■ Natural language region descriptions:
BEGIN
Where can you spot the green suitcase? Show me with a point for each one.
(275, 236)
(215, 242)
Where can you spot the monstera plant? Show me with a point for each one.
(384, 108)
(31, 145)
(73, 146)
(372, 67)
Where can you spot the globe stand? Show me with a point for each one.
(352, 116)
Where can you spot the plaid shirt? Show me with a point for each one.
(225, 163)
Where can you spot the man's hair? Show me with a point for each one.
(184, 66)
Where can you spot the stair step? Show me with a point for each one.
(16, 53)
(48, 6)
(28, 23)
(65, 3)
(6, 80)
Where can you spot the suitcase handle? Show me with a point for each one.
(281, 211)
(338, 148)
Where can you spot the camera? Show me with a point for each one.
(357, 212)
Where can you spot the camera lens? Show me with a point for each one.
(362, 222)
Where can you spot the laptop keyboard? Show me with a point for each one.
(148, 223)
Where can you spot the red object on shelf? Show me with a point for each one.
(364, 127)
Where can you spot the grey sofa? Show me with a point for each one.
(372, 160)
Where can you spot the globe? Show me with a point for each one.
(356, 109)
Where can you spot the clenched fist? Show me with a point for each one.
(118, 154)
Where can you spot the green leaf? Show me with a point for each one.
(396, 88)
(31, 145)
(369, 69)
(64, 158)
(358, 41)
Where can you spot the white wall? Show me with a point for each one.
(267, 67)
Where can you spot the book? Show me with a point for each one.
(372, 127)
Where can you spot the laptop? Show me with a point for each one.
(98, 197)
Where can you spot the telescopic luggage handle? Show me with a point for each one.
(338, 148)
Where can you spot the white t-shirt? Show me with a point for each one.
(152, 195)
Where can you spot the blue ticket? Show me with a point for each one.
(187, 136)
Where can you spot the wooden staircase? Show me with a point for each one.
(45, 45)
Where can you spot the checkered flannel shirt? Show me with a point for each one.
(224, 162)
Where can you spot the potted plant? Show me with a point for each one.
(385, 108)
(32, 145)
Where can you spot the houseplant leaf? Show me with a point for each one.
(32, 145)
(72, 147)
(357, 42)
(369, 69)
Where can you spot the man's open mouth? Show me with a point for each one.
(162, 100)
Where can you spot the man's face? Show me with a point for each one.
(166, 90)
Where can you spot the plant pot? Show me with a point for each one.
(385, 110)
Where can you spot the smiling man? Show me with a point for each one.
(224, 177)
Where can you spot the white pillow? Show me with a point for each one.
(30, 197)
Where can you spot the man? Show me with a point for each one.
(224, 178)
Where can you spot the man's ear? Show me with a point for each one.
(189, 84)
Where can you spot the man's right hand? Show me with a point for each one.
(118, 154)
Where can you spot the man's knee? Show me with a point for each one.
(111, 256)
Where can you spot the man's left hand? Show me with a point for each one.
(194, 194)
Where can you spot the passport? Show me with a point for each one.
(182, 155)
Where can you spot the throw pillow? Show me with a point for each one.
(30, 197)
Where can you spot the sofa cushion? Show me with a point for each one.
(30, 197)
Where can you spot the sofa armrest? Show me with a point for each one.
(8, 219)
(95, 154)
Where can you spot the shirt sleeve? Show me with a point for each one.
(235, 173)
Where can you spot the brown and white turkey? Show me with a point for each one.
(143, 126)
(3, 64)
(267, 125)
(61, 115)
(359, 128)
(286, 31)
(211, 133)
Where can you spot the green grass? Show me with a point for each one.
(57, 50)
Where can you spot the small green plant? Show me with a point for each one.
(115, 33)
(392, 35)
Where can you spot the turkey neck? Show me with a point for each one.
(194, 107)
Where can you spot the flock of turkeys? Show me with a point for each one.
END
BEGIN
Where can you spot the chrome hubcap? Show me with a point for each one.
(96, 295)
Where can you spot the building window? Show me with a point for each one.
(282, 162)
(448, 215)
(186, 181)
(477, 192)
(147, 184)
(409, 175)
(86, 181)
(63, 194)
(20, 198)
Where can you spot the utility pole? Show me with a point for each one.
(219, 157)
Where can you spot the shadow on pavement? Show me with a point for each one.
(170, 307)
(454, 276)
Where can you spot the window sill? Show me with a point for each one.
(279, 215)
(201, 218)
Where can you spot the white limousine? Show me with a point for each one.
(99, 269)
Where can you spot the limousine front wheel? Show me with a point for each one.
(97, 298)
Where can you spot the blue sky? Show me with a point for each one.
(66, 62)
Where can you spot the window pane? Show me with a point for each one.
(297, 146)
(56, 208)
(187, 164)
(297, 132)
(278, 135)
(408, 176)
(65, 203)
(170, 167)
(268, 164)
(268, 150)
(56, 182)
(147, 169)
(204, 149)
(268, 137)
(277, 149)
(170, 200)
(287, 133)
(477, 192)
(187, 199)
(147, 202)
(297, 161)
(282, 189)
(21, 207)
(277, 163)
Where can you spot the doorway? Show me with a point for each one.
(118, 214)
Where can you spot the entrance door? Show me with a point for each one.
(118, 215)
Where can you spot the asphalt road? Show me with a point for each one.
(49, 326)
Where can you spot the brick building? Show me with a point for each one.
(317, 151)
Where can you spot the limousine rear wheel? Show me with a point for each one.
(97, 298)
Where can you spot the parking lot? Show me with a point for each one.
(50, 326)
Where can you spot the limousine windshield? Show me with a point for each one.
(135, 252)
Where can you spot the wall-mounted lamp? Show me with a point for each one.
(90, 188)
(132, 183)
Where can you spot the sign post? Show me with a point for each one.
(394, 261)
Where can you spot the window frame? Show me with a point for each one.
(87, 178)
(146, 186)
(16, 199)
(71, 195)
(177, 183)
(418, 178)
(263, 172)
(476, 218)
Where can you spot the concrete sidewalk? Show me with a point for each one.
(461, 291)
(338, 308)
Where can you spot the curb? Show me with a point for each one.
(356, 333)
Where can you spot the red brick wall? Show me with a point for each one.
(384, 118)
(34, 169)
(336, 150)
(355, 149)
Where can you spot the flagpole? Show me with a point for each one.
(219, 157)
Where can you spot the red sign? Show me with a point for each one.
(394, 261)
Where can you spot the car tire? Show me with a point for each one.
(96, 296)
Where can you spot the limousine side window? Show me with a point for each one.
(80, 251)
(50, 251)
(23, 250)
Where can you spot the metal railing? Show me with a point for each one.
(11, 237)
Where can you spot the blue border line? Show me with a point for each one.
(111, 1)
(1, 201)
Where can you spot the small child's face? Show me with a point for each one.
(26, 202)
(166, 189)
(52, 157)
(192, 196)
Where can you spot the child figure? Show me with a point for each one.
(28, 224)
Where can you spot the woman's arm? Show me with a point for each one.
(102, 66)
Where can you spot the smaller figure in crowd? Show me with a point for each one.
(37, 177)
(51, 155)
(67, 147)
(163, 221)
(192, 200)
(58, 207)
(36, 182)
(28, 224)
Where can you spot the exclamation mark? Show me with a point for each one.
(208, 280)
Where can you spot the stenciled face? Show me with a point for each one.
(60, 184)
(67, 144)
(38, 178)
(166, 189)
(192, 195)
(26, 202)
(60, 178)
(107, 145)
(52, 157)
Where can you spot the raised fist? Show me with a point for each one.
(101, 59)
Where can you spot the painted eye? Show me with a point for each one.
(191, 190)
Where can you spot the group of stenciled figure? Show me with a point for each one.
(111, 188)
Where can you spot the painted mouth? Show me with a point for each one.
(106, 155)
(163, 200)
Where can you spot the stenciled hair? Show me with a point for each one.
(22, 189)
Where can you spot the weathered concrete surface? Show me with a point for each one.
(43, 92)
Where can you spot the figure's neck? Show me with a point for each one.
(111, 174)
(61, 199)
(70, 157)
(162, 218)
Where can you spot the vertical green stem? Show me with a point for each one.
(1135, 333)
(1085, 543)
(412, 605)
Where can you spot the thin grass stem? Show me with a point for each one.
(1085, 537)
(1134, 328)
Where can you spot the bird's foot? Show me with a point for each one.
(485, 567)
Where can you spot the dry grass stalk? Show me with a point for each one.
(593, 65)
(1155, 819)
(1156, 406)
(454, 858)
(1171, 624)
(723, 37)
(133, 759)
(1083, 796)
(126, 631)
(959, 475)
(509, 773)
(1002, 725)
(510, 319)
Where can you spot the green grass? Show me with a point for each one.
END
BEGIN
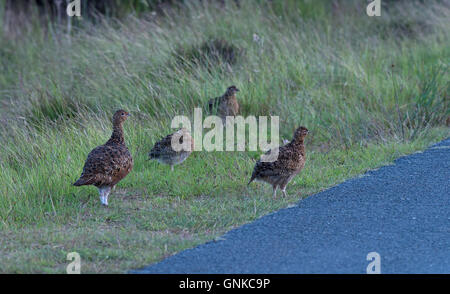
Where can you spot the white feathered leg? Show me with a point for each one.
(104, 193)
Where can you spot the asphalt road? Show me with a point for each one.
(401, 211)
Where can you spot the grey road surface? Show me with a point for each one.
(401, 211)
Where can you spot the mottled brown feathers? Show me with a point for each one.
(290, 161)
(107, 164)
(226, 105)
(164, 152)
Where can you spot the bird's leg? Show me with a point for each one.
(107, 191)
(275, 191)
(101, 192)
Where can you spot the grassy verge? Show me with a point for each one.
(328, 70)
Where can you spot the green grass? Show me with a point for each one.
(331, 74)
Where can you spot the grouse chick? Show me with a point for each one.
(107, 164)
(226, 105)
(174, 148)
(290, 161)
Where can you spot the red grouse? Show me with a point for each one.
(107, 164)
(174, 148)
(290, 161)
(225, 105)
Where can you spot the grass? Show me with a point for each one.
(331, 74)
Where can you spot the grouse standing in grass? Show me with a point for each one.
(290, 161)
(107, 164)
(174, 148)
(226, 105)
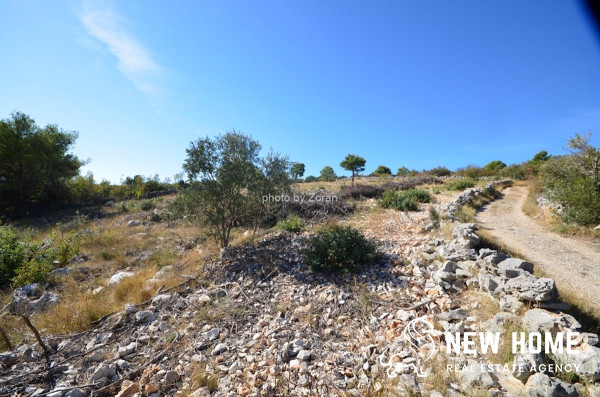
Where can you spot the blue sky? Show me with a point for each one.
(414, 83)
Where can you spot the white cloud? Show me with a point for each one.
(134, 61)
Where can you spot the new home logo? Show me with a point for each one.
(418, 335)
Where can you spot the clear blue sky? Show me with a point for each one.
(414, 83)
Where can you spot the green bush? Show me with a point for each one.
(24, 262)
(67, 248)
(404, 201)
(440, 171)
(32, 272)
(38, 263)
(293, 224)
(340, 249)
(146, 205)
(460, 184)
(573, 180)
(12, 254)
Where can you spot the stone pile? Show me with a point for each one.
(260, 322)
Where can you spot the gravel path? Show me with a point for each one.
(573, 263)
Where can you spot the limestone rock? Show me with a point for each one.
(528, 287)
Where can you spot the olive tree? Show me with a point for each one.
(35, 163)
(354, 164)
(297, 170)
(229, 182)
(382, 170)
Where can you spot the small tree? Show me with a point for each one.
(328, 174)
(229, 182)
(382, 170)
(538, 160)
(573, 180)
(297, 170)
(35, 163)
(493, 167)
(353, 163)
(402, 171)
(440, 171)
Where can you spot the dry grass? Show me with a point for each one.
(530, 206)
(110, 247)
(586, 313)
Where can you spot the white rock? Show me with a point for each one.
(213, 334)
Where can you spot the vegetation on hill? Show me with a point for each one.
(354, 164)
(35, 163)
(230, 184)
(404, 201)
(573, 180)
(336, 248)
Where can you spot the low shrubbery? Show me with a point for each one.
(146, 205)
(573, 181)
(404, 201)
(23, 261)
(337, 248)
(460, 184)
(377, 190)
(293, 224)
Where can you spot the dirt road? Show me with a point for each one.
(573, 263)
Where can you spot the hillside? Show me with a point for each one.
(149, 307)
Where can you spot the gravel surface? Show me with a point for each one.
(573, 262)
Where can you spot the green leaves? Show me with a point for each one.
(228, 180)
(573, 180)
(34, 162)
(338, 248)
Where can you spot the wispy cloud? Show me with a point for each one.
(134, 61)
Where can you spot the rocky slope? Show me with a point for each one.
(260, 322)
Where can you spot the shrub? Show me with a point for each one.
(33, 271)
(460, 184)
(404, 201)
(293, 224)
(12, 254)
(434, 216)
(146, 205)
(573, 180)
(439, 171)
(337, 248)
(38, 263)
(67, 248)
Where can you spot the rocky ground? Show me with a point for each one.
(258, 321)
END
■ What is expected: Starting with the line that holds "Where can you spot the turkey" and ending with the line that holds "Where can you spot the flock", retype every line in the data above exactly, and nothing else.

■ Result below:
Where can you spot the turkey neck? Show me with a point for each one.
(194, 107)
Where can you spot the flock of turkeys? Show me with a point for each one.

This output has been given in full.